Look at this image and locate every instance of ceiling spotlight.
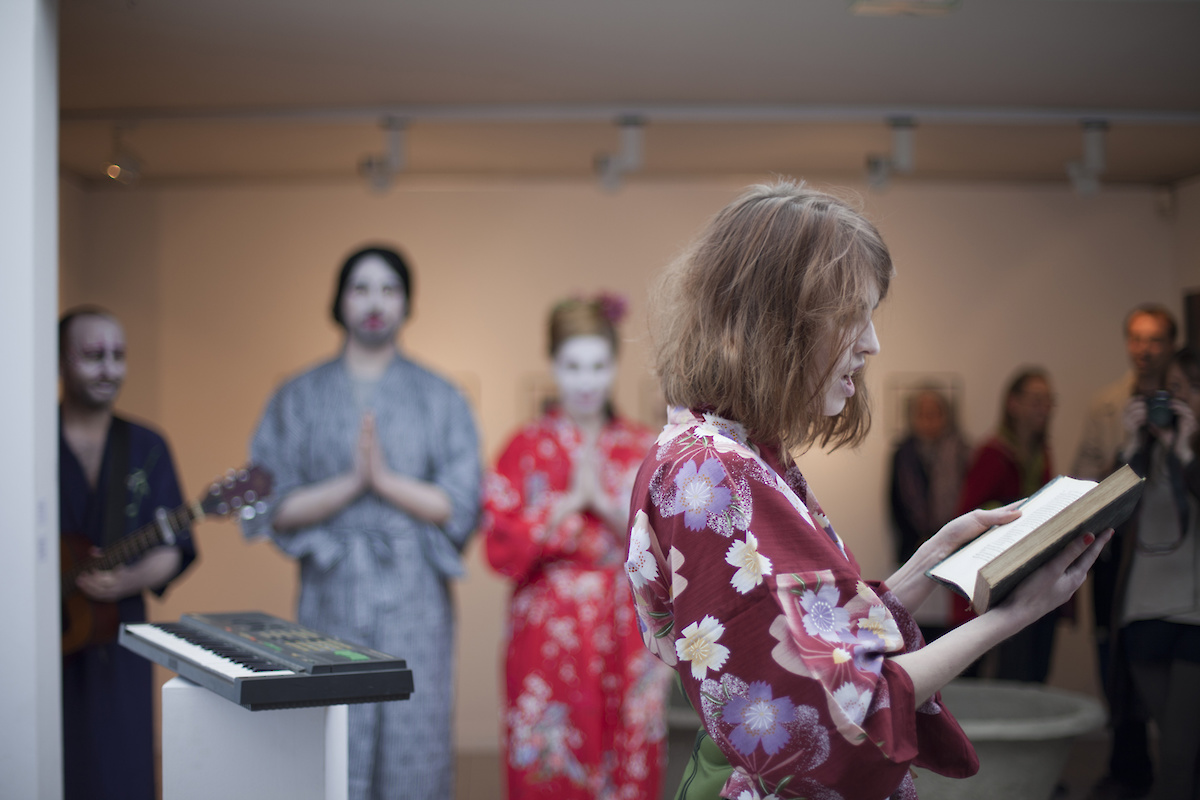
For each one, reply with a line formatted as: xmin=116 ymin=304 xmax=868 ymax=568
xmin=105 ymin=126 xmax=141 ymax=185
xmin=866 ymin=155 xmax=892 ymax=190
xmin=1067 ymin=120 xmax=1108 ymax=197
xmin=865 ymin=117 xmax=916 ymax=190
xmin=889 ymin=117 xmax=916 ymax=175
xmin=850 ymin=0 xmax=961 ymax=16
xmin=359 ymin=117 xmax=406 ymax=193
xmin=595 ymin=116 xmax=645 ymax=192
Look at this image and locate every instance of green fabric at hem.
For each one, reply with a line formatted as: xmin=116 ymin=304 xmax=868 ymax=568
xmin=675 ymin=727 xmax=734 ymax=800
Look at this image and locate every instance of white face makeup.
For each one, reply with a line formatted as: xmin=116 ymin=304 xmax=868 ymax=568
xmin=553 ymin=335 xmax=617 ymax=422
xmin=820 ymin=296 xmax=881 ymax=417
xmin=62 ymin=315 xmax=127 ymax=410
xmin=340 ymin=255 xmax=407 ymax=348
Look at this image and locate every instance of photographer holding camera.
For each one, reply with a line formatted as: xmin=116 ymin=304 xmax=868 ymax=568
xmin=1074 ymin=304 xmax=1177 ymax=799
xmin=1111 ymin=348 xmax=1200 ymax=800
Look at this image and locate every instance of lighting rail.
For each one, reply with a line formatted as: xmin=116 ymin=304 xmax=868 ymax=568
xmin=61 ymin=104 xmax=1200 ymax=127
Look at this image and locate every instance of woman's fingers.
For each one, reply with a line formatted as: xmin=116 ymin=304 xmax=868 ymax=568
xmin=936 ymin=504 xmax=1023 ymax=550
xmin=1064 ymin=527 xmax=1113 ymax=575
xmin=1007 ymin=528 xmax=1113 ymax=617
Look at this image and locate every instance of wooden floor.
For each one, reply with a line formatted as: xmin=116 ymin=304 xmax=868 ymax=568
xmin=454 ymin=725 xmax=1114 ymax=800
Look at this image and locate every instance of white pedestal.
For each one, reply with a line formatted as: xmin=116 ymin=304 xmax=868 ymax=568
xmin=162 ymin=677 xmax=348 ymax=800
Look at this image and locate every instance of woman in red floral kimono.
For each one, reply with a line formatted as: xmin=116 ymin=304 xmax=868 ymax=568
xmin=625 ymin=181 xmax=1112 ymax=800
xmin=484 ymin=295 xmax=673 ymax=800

——

● **Task objective**
Once you reach the line containing "Look at this image and locate every instance of wooden", transcribe it and each line after it through the end of the material, exactly and with nothing added.

● **Task result**
Look at this image and locate every instance of wooden floor.
For each one, reply with a line formatted as: xmin=116 ymin=304 xmax=868 ymax=568
xmin=454 ymin=725 xmax=1114 ymax=800
Look at this image and locate every instance of white pedestal.
For each one, reply with a line formatted as: xmin=116 ymin=304 xmax=868 ymax=568
xmin=162 ymin=677 xmax=348 ymax=800
Look at this image and locate every instance of woman in red floral kimono.
For each one, reply with a line formatted as: xmin=116 ymin=304 xmax=868 ymax=568
xmin=625 ymin=181 xmax=1112 ymax=800
xmin=484 ymin=295 xmax=673 ymax=800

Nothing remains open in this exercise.